[[ EXCERPT open ]]

Our Triumph of David depicts the young biblical hero jubilantly returning from battle having defeated the Philistines. As related in the first Book of Samuel (18:6-7), “the women came out of all cities of Israel, singing and dancing, to meet king Saul, with tabrets, with joy, and with instruments of musick. And the women answered one another as they played, and said, Saul hath slain his thousands, and David his ten thousands.”

Lupicini’s painting is one full of motion and music. David strides forward at center, having climbed a hill as his dress billows in the wind. He is holding the out-sized sword of Goliath against his shoulder, the weapon used to decapitate the giant Philistine warrior who was memorably felled by a stone hurled from David’s sling (still draped across his shoulder). David’s right hand is entwined with Goliath’s hair from which the inanimate head, marked by a large oval wound, hangs against his leg.

David is accompanied by the rejoicing Israelite women, the two most prominent standing beside him, both looking admiringly at the conquering hero. The one at right beats a tambourine (the biblical tabret), while the other holds aloft an “Alla Turca” triangle (with rings) with her left hand as she is poised to strike it with the beater held in her right. Between and behind them more women climb the hill, variously singing and playing instruments—visible are a flute, a lira da braccio, and a lute.

David was to the Florentines a symbol of strength and independence, and he was celebrated with sculptures by Donatello, Verrocchio, and, most famously, Michelangelo.  He was also an exemplar of youthful male beauty, an aspect exploited by 17th-century painters, Caravaggio among them. Among Florentine painters Lupicini’s master Matteo Rosselli achieved fame with several variant treatments of the Triumph of David. The earliest, finished before 1620, was a commission for Cardinal Carlo de’ Medici, a large canvas now in the Galleria Palatina in Florence (Figs. 4-5).[1] Another version, signed and dated 1630, is in the Louvre, while other examples are in the Galleria Corsini in Florence and at Kedleston Hall (National Trust) in Derbyshire.

 
A young man holds a sword in the middle and two young woman flanking with music instruments with female attendants behind against a dark green background.

Fig. 4. The present work.

A young man holds a sword in the middle and two young woman flanking with music instruments with female music-makers behind against a blue background.

Fig. 5. Matteo Rosselli, Triumph of David, Palazzo Pitti, Florence.

[[ EXCERPT closed ]]
[[ AVAILABLE DATA open ]]

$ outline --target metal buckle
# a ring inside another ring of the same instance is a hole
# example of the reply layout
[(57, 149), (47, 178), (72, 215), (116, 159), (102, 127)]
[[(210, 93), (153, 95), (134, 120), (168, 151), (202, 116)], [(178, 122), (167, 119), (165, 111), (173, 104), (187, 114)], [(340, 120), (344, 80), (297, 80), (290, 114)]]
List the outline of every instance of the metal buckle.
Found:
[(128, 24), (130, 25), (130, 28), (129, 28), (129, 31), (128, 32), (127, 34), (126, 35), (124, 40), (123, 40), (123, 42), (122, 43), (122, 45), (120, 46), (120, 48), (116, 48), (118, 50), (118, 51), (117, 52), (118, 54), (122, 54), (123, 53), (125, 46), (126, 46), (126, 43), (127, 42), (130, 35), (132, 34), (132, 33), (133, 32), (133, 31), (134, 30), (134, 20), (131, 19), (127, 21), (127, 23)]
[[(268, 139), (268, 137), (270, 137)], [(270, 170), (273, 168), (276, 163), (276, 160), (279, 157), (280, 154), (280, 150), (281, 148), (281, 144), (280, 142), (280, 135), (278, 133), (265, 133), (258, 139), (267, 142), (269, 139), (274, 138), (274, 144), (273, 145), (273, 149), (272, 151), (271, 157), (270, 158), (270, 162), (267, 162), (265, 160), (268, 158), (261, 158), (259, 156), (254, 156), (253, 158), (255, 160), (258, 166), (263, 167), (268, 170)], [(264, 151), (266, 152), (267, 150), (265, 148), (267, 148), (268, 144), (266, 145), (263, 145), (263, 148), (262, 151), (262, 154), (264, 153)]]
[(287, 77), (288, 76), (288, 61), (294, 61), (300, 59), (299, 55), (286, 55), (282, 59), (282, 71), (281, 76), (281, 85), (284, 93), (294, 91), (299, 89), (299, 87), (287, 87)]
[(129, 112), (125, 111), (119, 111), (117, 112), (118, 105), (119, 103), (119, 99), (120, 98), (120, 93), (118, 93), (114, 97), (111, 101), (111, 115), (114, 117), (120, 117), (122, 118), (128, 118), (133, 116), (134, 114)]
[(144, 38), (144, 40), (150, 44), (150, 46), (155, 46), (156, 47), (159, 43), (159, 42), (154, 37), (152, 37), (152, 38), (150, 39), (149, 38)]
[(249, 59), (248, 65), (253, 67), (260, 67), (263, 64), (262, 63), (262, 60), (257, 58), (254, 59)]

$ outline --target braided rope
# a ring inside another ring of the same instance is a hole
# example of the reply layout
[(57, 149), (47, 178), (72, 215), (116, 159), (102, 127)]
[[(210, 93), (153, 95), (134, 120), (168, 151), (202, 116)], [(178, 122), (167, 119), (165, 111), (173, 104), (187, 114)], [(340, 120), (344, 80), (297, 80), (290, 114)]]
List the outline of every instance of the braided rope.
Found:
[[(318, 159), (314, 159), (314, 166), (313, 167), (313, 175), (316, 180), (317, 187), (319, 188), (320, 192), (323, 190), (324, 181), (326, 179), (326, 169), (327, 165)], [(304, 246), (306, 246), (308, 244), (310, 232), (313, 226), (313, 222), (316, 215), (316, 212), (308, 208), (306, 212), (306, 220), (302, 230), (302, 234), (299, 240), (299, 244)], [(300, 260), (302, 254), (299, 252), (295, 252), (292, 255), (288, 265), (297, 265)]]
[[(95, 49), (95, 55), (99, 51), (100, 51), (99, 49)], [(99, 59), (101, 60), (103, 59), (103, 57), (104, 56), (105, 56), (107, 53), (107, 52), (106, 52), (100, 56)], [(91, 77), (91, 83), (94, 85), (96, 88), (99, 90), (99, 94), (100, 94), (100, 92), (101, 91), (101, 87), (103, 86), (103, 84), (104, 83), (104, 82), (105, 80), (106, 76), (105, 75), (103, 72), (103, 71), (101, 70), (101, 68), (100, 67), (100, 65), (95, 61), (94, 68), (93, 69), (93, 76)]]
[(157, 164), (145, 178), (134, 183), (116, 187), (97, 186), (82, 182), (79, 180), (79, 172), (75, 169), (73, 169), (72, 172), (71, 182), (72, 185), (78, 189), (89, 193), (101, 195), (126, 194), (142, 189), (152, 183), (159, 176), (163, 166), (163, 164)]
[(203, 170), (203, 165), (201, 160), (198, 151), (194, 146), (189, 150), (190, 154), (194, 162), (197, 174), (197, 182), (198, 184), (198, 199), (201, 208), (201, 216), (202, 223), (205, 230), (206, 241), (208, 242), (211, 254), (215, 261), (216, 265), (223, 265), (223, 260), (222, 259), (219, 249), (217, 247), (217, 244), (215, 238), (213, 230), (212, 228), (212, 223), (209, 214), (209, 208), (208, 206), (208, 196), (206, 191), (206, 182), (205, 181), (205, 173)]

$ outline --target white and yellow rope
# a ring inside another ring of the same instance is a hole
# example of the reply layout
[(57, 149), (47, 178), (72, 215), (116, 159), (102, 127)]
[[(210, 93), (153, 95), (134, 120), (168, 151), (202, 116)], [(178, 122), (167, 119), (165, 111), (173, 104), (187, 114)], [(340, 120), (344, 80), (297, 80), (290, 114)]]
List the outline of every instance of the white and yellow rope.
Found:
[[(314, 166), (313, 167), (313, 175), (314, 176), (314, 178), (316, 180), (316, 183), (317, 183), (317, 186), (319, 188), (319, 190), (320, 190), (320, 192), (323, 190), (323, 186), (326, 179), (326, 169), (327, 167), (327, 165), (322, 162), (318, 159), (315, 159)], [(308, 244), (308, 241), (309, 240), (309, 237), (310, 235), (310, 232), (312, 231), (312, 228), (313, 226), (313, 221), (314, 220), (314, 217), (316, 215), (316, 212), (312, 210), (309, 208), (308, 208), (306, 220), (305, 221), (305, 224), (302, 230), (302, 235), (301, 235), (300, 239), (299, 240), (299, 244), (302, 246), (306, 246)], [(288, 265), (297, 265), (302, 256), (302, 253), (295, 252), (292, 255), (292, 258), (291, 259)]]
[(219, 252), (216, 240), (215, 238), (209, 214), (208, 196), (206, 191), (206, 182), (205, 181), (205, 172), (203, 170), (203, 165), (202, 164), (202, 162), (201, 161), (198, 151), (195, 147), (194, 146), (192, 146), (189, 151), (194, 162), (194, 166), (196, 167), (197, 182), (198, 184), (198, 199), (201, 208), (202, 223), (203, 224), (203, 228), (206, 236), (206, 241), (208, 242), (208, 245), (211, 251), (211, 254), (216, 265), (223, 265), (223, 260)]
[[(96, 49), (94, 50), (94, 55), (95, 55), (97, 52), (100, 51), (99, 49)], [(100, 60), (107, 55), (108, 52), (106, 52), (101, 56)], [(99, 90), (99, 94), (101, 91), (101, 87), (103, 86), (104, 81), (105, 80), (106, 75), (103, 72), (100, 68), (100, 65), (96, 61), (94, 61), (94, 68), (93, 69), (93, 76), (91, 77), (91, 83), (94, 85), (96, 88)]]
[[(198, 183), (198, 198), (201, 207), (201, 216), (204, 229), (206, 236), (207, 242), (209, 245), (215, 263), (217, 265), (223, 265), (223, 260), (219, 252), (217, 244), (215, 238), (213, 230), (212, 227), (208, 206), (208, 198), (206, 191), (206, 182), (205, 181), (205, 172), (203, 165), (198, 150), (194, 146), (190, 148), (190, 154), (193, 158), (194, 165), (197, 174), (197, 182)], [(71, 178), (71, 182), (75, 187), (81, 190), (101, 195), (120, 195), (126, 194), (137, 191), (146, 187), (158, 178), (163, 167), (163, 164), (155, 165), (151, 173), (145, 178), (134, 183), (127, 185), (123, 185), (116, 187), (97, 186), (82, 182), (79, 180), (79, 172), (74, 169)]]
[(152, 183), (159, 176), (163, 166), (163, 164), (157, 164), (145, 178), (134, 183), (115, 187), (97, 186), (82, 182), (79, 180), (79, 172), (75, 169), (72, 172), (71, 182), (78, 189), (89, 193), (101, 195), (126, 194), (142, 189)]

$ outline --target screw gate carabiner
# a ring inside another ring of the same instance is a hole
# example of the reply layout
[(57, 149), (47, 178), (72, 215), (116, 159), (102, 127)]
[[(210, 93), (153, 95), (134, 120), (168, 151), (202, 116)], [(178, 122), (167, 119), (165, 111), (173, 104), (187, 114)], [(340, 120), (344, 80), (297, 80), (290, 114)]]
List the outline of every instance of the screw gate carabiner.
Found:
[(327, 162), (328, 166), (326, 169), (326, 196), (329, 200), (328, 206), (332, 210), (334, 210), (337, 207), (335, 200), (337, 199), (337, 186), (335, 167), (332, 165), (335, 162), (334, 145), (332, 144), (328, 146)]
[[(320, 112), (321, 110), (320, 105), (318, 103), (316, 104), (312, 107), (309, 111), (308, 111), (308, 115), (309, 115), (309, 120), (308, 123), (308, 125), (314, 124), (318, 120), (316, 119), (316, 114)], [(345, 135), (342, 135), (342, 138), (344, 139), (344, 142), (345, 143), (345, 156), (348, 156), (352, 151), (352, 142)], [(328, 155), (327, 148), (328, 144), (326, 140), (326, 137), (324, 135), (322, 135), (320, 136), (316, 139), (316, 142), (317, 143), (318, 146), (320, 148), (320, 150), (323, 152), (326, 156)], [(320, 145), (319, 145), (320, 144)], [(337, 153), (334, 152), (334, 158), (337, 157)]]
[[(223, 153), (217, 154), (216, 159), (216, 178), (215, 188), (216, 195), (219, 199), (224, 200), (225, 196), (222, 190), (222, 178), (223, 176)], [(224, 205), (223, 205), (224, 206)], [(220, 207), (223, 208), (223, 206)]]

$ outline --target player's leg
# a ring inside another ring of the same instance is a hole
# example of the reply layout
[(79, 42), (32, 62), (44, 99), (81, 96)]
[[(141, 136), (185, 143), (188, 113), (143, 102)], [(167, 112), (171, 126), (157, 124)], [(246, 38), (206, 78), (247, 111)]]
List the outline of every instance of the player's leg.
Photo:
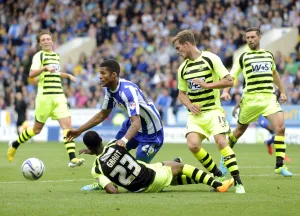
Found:
[(83, 158), (77, 158), (75, 153), (75, 141), (71, 140), (68, 142), (66, 140), (66, 135), (68, 131), (72, 128), (72, 120), (70, 109), (68, 107), (67, 99), (65, 95), (55, 95), (49, 96), (53, 101), (53, 110), (51, 112), (52, 120), (58, 120), (60, 127), (63, 130), (64, 136), (64, 146), (67, 150), (69, 156), (69, 167), (76, 167), (83, 164)]
[(35, 100), (35, 122), (33, 127), (27, 127), (19, 135), (15, 141), (10, 141), (8, 144), (7, 159), (11, 162), (14, 160), (14, 155), (20, 144), (30, 140), (33, 136), (39, 134), (43, 129), (51, 113), (51, 101), (47, 97), (37, 96)]
[(194, 116), (188, 115), (186, 138), (187, 144), (194, 157), (216, 177), (222, 177), (223, 174), (213, 161), (211, 155), (202, 147), (202, 140), (209, 137), (209, 132), (205, 125), (209, 124), (210, 119), (205, 117), (206, 114)]
[(71, 120), (71, 116), (69, 117), (65, 117), (65, 118), (60, 118), (58, 119), (59, 125), (63, 130), (63, 136), (64, 136), (64, 145), (65, 148), (67, 150), (67, 153), (69, 155), (69, 167), (76, 167), (76, 166), (80, 166), (83, 164), (83, 162), (85, 161), (83, 158), (77, 158), (76, 157), (76, 153), (75, 153), (75, 141), (71, 140), (71, 141), (67, 141), (67, 133), (68, 131), (72, 128), (72, 120)]
[(275, 130), (274, 148), (276, 154), (275, 173), (283, 176), (292, 176), (293, 174), (287, 170), (283, 164), (286, 152), (285, 144), (285, 125), (284, 116), (282, 112), (276, 112), (266, 117)]
[(160, 130), (152, 135), (138, 133), (134, 136), (134, 139), (139, 142), (135, 158), (150, 163), (163, 145), (164, 132), (163, 130)]
[(215, 177), (222, 177), (223, 174), (217, 167), (211, 155), (202, 147), (204, 136), (191, 132), (187, 135), (187, 144), (194, 157), (205, 167), (205, 169), (213, 173)]
[(226, 180), (221, 183), (215, 180), (210, 174), (188, 164), (177, 163), (174, 161), (165, 161), (163, 164), (171, 167), (173, 175), (173, 181), (171, 183), (172, 185), (184, 185), (184, 182), (180, 181), (180, 179), (184, 177), (188, 184), (206, 184), (217, 189), (219, 192), (226, 192), (227, 189), (233, 184), (233, 180)]
[(217, 143), (222, 157), (224, 158), (224, 165), (229, 170), (234, 179), (236, 186), (236, 193), (245, 193), (243, 183), (240, 178), (240, 172), (237, 165), (236, 156), (232, 148), (228, 145), (225, 134), (214, 135), (215, 142)]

[[ AVAILABLE DATA closed ]]

**EXERCISE INSTRUCTIONS**
A. Rewrite part of the passage on the Triumph of David, replacing "canvas" with "painting". Begin at the words "David was to" and stop after "Trust) in Derbyshire.".
B. Supply the next part of the passage on the Triumph of David, picking up after its last sentence.

**TASK RESULTS**
A.
David was to the Florentines a symbol of strength and independence, and he was celebrated with sculptures by Donatello, Verrocchio, and, most famously, Michelangelo.  He was also an exemplar of youthful male beauty, an aspect exploited by 17th-century painters, Caravaggio among them. Among Florentine painters Lupicini’s master Matteo Rosselli achieved fame with several variant treatments of the Triumph of David. The earliest, finished before 1620, was a commission for Cardinal Carlo de’ Medici, a large painting now in the Galleria Palatina in Florence (Figs. 4-5).[1] Another version, signed and dated 1630, is in the Louvre, while other examples are in the Galleria Corsini in Florence and at Kedleston Hall (National Trust) in Derbyshire.

B.
Although of smaller dimensions, Lupicini’s painting faithfully follows the format and composition of Rosselli’s, while now setting the scene in the evening with only minor variations in details and palette (for example, the blouse of the woman at left has gone from white to red). The most striking differences are to be found in the characterization of the figures, reflecting Lupicini’s style with its heightened use of chiaroscuro. The triumphant protagonist seems to have become somewhat conflicted, a “melancholic hero,” in Francesca Baldassari’s words.[2] David reappears in similar fashion in Lupicini’s slightly later painting of David and Goliath (Fig. 6).[3]  

Baldassari dates our painting to Lupicini’s brief Florentine period, between 1625 and 1635, prior to his departure for Spain, where he was to remain for the rest of his life, principally in Zaragoza. That the present work, still in in its original Florentine frame, comes from a Spanish collection suggests that it may have accompanied the artist on his departure from Italy.[4]

A young man half naked holds a sword in his right hand and a head of a bearded man in his left hand in front of a landscape.

Fig. 6. Francesco Lupicini, David and Goliath, Private Collection.

 

[1] Galleria Palatina no. 13, oil on canvas, 203 x 201 cm.

[2] See Francesca Baldassari’s entry on the present painting, dated 13 November 2025, which is available upon request.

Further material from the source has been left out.